Extracting primary care information in terms of Patient/Problem, Intervention, Comparison and Outcome, known as PICO elements, is difficult as the volume of medical information expands and the health semantics is complex to capture it from unstructured information. The combination of the machine learning methods (MLMs) with rule based methods (RBMs) could facilitate and improve the PICO extraction. This paper studies the PICO elements extraction methods. The goal is to combine the MLMs with the RBMs to extract PICO elements in medical papers to facilitate answering clinical questions formulated with the PICO framework.
First, we analyze the aspects of the MLM model that influence the quality of the PICO elements extraction. Secondly, we combine the MLM approach with the RBMs in order to improve the PICO elements retrieval process. To conduct our experiments, we use a corpus of 1000 abstracts.
We obtain an F-score of 80% for P element, 64% for the I element and 92% for the O element. Given the nature of the used training corpus where P and I elements represent respectively only 6.5 and 5.8% of total sentences, the results are competitive with previously published ones.
Our study of the PICO element extraction shows that the task is very challenging. The MLMs tend to have an acceptable precision rate but they have a low recall rate when the corpus is not representative. The RBMs backed up the MLMs to increase the recall rate and consequently the combination of the two methods gave better results.

| Available data |
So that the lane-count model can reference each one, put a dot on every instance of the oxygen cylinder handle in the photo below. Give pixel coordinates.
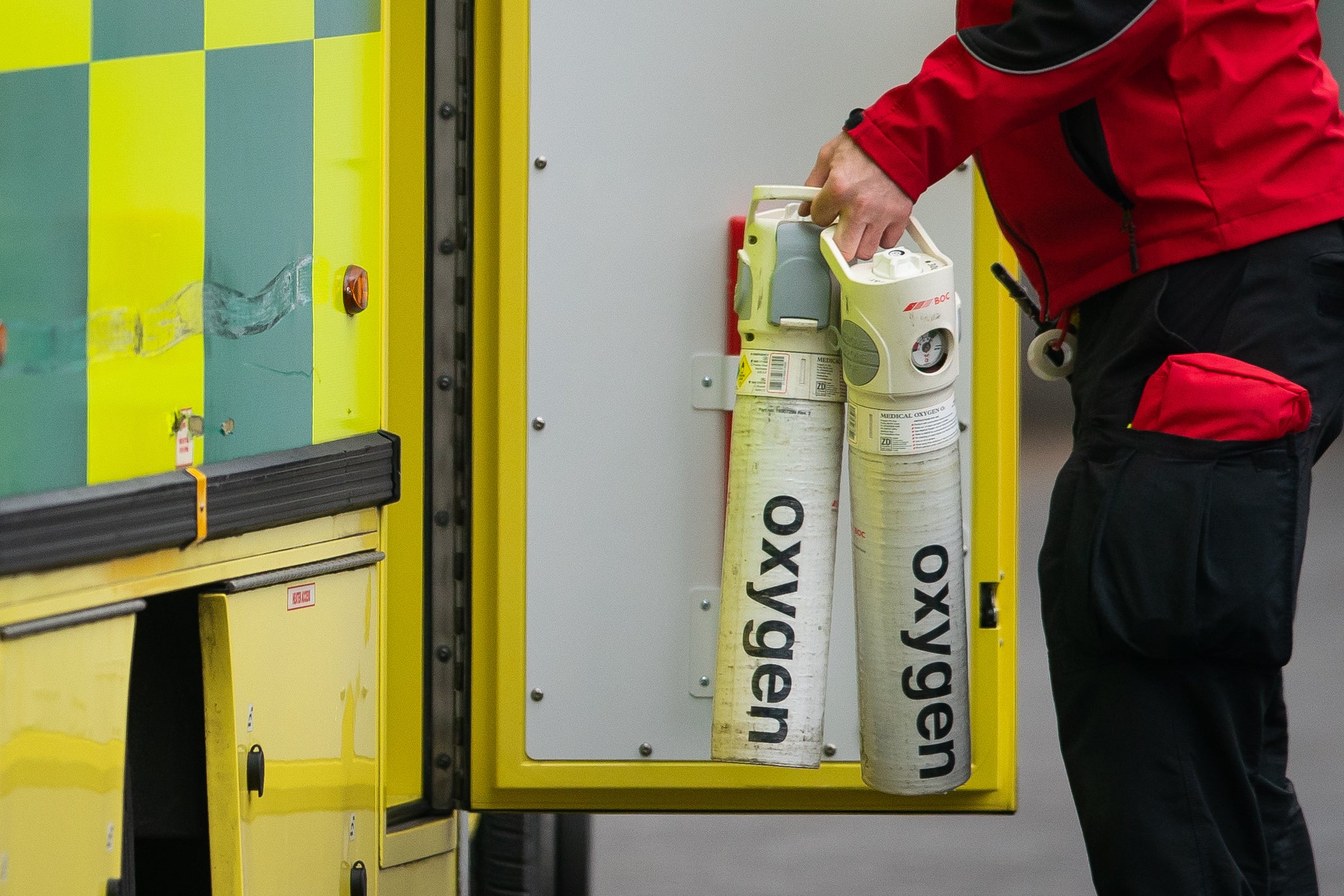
(836, 258)
(781, 192)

| What you should do |
According to the abstract on PICO element extraction, why did combining the two kinds of methods give better results? Answer in one to three sentences.

| Solution |
The machine learning methods tend to have an acceptable precision rate but a low recall rate when the corpus is not representative. The rule based methods backed them up and increased the recall rate, so the combination gave better results.